Named-object pointing data
*****

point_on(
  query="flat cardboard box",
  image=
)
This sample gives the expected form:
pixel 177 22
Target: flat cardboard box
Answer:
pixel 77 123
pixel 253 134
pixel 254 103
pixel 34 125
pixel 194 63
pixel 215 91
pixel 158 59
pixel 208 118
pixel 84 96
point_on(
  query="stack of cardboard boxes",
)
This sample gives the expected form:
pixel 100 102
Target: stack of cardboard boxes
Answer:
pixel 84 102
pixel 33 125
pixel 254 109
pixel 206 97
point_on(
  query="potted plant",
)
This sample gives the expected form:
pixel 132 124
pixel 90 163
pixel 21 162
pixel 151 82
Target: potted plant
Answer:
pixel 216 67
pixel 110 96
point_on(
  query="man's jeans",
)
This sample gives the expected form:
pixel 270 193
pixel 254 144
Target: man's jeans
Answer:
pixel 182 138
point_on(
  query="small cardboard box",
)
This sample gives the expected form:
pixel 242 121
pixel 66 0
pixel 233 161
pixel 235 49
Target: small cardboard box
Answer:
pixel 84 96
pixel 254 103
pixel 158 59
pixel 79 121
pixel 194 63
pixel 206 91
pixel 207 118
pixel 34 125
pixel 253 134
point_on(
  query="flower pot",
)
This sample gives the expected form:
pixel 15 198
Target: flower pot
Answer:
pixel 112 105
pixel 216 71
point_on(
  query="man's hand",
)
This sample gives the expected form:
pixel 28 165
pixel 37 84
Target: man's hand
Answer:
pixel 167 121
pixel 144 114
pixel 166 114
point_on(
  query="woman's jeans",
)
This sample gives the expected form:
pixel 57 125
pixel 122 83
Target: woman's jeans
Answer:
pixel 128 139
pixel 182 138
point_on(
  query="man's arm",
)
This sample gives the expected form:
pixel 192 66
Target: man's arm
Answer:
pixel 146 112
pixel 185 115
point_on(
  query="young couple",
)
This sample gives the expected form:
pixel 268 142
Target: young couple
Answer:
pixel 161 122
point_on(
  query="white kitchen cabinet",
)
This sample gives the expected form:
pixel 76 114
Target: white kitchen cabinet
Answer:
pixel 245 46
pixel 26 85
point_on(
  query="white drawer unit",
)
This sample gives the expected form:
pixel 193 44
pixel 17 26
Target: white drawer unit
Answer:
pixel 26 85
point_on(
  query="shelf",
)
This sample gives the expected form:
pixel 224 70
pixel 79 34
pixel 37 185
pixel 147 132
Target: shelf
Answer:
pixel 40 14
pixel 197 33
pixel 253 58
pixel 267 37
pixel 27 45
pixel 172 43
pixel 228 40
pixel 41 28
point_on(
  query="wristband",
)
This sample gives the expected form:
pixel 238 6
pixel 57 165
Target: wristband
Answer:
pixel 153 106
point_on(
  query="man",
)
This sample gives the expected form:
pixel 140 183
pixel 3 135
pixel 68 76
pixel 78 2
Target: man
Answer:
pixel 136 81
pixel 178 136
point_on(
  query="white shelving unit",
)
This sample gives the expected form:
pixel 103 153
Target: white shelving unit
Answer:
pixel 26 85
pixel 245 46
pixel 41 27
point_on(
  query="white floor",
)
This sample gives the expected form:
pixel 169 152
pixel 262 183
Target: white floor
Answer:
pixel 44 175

*****

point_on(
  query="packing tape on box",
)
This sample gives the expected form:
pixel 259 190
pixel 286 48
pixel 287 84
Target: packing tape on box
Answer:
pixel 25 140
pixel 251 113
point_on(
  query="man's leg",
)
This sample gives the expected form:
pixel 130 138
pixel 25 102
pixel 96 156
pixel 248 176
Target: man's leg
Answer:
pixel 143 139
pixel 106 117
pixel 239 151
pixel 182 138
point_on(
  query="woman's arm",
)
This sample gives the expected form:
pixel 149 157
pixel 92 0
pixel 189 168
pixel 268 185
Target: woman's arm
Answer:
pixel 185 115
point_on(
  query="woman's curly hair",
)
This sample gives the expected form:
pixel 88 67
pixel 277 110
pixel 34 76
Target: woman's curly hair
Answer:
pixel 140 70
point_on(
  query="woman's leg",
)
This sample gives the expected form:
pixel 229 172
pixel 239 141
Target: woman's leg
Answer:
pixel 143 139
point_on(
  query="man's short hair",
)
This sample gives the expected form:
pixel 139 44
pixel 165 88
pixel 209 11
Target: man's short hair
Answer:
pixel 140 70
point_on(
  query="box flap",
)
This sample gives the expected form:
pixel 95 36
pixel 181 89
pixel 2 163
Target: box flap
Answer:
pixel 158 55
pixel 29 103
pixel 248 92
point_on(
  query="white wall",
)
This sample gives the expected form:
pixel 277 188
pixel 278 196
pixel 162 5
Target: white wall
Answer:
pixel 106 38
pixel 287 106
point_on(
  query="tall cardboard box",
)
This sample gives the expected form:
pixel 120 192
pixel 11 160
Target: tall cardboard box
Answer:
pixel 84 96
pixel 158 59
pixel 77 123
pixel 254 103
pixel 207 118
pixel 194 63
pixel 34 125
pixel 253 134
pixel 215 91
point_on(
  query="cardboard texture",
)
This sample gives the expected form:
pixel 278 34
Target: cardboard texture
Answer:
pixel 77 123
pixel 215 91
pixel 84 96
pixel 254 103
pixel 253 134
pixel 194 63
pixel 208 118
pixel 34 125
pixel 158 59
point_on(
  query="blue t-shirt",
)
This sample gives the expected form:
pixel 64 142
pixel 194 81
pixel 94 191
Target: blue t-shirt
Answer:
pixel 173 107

*****

PROMPT:
Count the lines in the data above that contain the string "tall", treating uppercase and lowercase letters as different, and give only that number.

TASK RESULT:
2